▸ SET PROBLEM A:
Read the accounting policies note below and say whether each statement agrees with it, answering yes or no and quoting the words of the note that decide it. (i) The December 31, 2011 balance sheet data came from audited financial statements. (ii) The results for the three and nine months ended September 30, 2012 show what the full-year results will be. (iii) The note says these financial statements should be read with the annual Report on Form 10-K for the year ended December 31, 2011.

2.  SUMMARY OF SIGNIFICANT ACCOUNTING POLICIES

 

Interim Presentation

The December 31, 2011 balance sheet data was derived from audited financial statements but does not include all disclosures required by generally accepted accounting principles.  In the opinion of management, the accompanying unaudited financial statements contain all normal and recurring adjustments necessary to present fairly the financial position of the Company as of September 30, 2012, its results of operations for the three and nine months ended September 30, 2012 and 2011 and its cash flows for the nine months ended September 30, 2012 and 2011.

 

The statements of operations for the three and nine months ended September 30, 2012 and 2011 are not necessarily indicative of the results for the full year.

 

While the Company believes that the disclosures presented are adequate to make the information not misleading, these financial statements should be read in conjunction with the financial statements and accompanying notes included in the Company’s annual Report on Form 10-K for the year ended December 31, 2011.

Data pulled from a collection:

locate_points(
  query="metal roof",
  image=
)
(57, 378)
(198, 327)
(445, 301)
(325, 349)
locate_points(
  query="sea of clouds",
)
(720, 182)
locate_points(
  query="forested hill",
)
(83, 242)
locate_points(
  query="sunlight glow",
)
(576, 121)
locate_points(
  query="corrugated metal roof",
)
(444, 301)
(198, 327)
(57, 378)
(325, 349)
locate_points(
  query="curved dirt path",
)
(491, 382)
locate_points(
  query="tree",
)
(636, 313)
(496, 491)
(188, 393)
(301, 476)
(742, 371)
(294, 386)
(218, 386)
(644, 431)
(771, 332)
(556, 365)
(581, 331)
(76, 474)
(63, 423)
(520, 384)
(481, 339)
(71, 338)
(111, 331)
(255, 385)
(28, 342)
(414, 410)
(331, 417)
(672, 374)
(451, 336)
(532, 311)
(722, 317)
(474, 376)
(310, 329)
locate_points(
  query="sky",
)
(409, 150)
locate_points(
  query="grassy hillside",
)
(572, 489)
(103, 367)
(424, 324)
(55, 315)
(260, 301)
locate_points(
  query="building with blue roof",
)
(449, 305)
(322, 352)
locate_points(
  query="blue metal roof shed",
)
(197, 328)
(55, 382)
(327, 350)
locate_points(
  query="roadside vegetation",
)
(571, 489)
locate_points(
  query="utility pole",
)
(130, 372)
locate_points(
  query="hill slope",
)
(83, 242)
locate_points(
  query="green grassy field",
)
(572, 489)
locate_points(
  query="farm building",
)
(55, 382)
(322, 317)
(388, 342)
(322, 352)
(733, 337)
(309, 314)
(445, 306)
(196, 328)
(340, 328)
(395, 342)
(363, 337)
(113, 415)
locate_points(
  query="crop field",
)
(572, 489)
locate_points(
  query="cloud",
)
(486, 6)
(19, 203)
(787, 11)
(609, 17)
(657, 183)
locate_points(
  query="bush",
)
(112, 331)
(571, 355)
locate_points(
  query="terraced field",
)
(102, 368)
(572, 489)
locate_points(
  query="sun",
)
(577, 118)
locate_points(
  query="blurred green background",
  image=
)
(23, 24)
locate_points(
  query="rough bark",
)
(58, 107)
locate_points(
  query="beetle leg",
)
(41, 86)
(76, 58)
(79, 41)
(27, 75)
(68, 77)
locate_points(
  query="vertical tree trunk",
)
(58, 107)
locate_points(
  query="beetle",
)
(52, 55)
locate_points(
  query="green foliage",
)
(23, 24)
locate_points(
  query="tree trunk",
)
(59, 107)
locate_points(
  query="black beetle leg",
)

▸ SET PROBLEM B:
Report every line in the rows above that contains the word "building", matching case.

▸ EXERCISE SOLUTION A:
(i) Yes: "The December 31, 2011 balance sheet data was derived from audited financial statements"
(ii) No: "are not necessarily indicative of the results for the full year"
(iii) Yes: "these financial statements should be read in conjunction with the financial statements and accompanying notes included in the Company’s annual Report on Form 10-K for the year ended December 31, 2011"

▸ EXERCISE SOLUTION B:
  query="building with blue roof",
  query="farm building",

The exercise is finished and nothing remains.